"C'est la Vie" is a song by American singer-songwriter Robbie Nevil, from his self-titled debut album in 1986. The song was first recorded by gospel singer Beau Williams for his album Bodacious! (1984).

Written by Nevil, with Duncan Pain and Mark Holding, Nevil recorded the song for his eponymous debut album, and it was released as the first single.  Nevil's single spent two weeks at number two on the US Billboard Hot 100 singles chart in January 1987 and remained in the top 40 for 16 weeks, becoming his highest-charting US hit. (It was kept from number one by two songs, "Shake You Down" by Gregory Abbott and "At This Moment" by Billy Vera and the Beaters.) Additionally, the song went to number one on the Hot Dance Club Play American dance chart for one week in February 1987 with an Arthur Baker remix. . Internationally, the song reached number three on the UK singles charts and number one in Canada and Switzerland. The song featured in the Black Mirror episode, "San Junipero" and the Snowfall episode, The Sit Down.

COLLECTED DATA:
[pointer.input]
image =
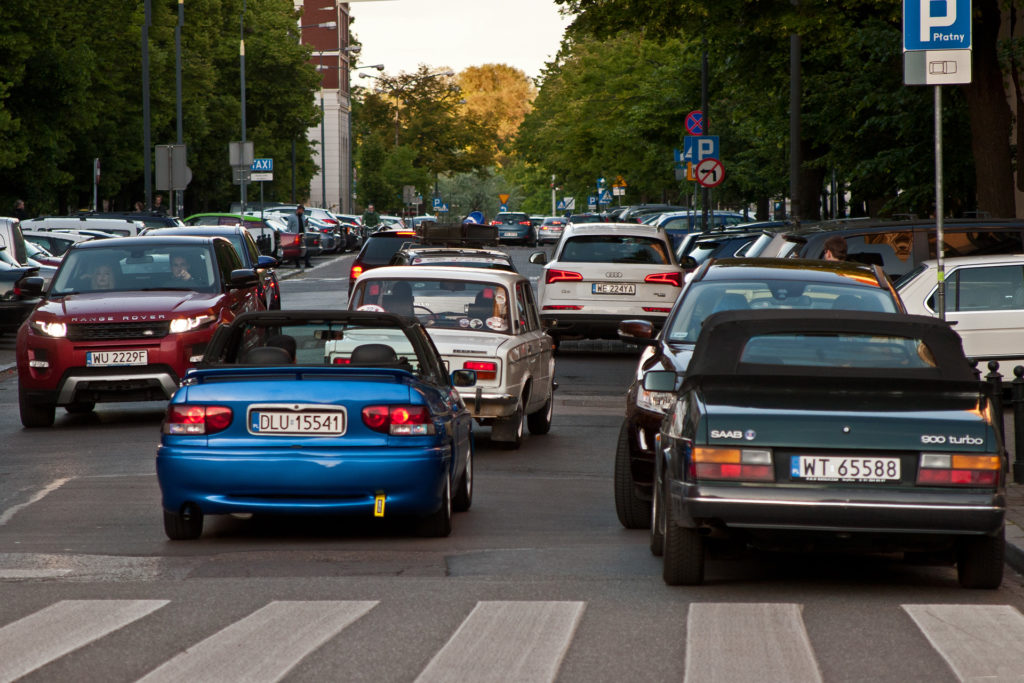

WRITTEN TASKS:
**A.** According to the song article, which two songs kept "C'est la Vie" from reaching number one on the US Billboard Hot 100?
**B.** Copy the part of the song article from "Written by Nevil, with" up to and including "The Sit Down.".

SOLUTIONS TO THE PROBLEMS:
**A.** "Shake You Down" by Gregory Abbott and "At This Moment" by Billy Vera and the Beaters.

**B.**
Written by Nevil, with Duncan Pain and Mark Holding, Nevil recorded the song for his eponymous debut album, and it was released as the first single.  Nevil's single spent two weeks at number two on the US Billboard Hot 100 singles chart in January 1987 and remained in the top 40 for 16 weeks, becoming his highest-charting US hit. (It was kept from number one by two songs, "Shake You Down" by Gregory Abbott and "At This Moment" by Billy Vera and the Beaters.) Additionally, the song went to number one on the Hot Dance Club Play American dance chart for one week in February 1987 with an Arthur Baker remix. . Internationally, the song reached number three on the UK singles charts and number one in Canada and Switzerland. The song featured in the Black Mirror episode, "San Junipero" and the Snowfall episode, The Sit Down.